» PETUNJUK LATIHAN
- A) Dalam artikel tentang media Barat dan pengungsi, siapa penulis tulisan di Haaretz.com yang dikutip?
- B) Salin persis bagian artikel tentang media Barat dan pengungsi dari "Indonesiainside.id, Jakarta –" sampai "pintu bagi mereka.".
- C) Teruskan artikel tentang media Barat dan pengungsi mulai dari bagian terakhir yang ada.

» TEKS KUTIPAN
=-=-=-=-=
Indonesiainside.id, Jakarta – Bagi media-media Barat, semua perang, kematian, dan kehancuran di negara-negara Timur Tengah tidak memiliki arti penting bagi kemanusiaan –yaitu, orang kulit putih. Pengungsi dari tempat-tempat itu dianggap inferior. Tapi pengungsi dari Ukraina adalah “milik semua” dan karena itu layak untuk diselamatkan.
Barat sekarang menangis. Namun, belas kasih dan kepedulian mereka hanya dari kalangan mereka berdasarkan ras dan agama. Rasa kasih demikian bukan untuk para pengungsi negara-negara Timur Tengah seperti Suriah. Sebuah cermin lebar bagi dunia hari ini, media barat hanya terpukul dengan kondisi kemanusiaan seperti yang terjadi di Ukraina. Hal itu, seolah menjelaskan kepada kita, hanya para pengungsi Ukraina yang beradab dan tidak mengancam Eropa. Semua membuka pintu bagi mereka.
Demikian akhir sebuah artikel yang dilansir di Haaretz.com, ditulis oleh Sheren Falah Saab berjudul: “Western Media Likes Its Refugees Blond and Blue-eyed. Maksudnya, Media barat lebih menyukai pengungsi yang berambut pirang dan bermata biru. Tulisan ini menjelaskan kepada kita bahwa misi kemanusiaan tidak seharusnya membeda-bedakan kulit, apalagi agama. Namun begitulah faktanya. Ada kelas yang harus mendapatkan prioroitas, sementara lainnya adalah “ancaman”.
=-=-=-=-=
» DATA YANG DIBERIKAN

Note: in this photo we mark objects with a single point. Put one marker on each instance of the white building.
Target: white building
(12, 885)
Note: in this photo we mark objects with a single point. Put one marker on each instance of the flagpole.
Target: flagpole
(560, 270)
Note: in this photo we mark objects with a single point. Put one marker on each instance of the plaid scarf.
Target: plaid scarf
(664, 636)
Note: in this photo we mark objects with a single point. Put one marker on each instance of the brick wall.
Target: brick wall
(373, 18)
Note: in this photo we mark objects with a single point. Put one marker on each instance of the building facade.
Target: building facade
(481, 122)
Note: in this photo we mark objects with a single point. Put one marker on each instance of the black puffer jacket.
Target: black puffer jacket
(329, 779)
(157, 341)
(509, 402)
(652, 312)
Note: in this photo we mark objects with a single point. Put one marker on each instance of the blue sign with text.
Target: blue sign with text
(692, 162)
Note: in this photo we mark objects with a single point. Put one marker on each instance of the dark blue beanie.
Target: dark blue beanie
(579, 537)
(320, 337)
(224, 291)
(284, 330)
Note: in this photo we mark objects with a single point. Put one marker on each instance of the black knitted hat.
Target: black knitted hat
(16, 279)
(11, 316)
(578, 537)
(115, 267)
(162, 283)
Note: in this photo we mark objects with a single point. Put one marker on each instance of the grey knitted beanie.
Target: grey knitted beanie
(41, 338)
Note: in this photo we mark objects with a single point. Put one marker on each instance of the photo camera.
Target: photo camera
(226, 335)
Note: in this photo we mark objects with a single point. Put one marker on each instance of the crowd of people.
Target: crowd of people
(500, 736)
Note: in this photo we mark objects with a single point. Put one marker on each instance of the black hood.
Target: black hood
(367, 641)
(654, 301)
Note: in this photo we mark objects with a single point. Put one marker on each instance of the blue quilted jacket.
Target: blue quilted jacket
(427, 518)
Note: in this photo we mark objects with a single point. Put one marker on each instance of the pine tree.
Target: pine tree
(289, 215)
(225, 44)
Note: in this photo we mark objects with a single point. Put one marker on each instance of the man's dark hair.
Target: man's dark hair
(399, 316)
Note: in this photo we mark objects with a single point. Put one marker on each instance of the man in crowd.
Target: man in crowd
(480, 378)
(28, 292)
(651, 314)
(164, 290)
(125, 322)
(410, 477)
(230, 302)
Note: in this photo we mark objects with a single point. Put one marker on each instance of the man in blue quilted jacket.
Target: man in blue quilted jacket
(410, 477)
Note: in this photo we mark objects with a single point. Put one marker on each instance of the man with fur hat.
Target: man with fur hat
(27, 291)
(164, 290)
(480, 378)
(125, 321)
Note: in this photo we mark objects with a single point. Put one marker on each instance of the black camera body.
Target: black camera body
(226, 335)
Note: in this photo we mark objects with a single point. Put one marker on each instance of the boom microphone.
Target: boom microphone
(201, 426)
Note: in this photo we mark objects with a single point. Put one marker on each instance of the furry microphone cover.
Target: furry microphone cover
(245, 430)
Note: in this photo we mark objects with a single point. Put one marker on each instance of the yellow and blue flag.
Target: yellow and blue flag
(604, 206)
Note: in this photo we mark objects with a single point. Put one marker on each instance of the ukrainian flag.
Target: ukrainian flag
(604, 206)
=-=-=-=-=
» HASIL LATIHAN
- A) Sheren Falah Saab.

- B)
Indonesiainside.id, Jakarta – Bagi media-media Barat, semua perang, kematian, dan kehancuran di negara-negara Timur Tengah tidak memiliki arti penting bagi kemanusiaan –yaitu, orang kulit putih. Pengungsi dari tempat-tempat itu dianggap inferior. Tapi pengungsi dari Ukraina adalah “milik semua” dan karena itu layak untuk diselamatkan.
Barat sekarang menangis. Namun, belas kasih dan kepedulian mereka hanya dari kalangan mereka berdasarkan ras dan agama. Rasa kasih demikian bukan untuk para pengungsi negara-negara Timur Tengah seperti Suriah. Sebuah cermin lebar bagi dunia hari ini, media barat hanya terpukul dengan kondisi kemanusiaan seperti yang terjadi di Ukraina. Hal itu, seolah menjelaskan kepada kita, hanya para pengungsi Ukraina yang beradab dan tidak mengancam Eropa. Semua membuka pintu bagi mereka.

- C)
Untuk diketahui, Haaretz adalah surat kabar harian tertua di Israel. Surat kabar ini didirikan tahun 1918 dan saat ini diterbitkan dalam bahasa Ibrani dan Inggris dengan format Berliner. Sejumlah pihak menyatakan bahwa peran Haaretz di Israel sama besarnya seperti peran New York Times di Amerika Serikat. Koran ini dikenal karena mengambil sudut pandang kiri-liberal terhadap masalah dalam dan luar negeri. Haaretz mengoperasikan situs web berbahasa Ibrani dan Inggris. Kedua situs ini menerbitkan berita terbaru setiap menit, sesi tanya jawab langsung dengan tokoh-tokoh Israel, Palestina, dan lainnya, serta blog yang mengulas berbagai macam sudut pandang dan opini politik. (Wikipedia)
Salah satu opini yang dilansir di atas, menujukkan kepada dunia bahwa semua korban perang adalah sama. Para pengungsi akibat perang butuh pembelaan, perhatian, kasih sayang, dan pertolongan, atas nama kemanusiaan. Demikian pesan yang dapat ditelaah dari opini Sheren Falah Saab, disalin dari Haaretz.com, Rabu (9/3/22). Berikut, selengkapnya:
Barat merangkul pengungsi Ukraina dan membuka pintunya bagi mereka. Dan memang benar, dari sudut pandang –terhadap mereka yang berkulit putih, berambut prang, dan bermata biru (bule)- tidak ada alasan untuk takut pada mereka. Namun, tidak demikian dengan apa yang terjadi belum lama ini bagi para pengungsi Suriah, Afghanistan, dan Irak, yang mengetuk pintu dunia untuk mendapatkan pertolongan dan menyelamatkan diri. Mereka layaknya (seolah-olah) orang-orang yang tidak terkendali dan tidak beradab.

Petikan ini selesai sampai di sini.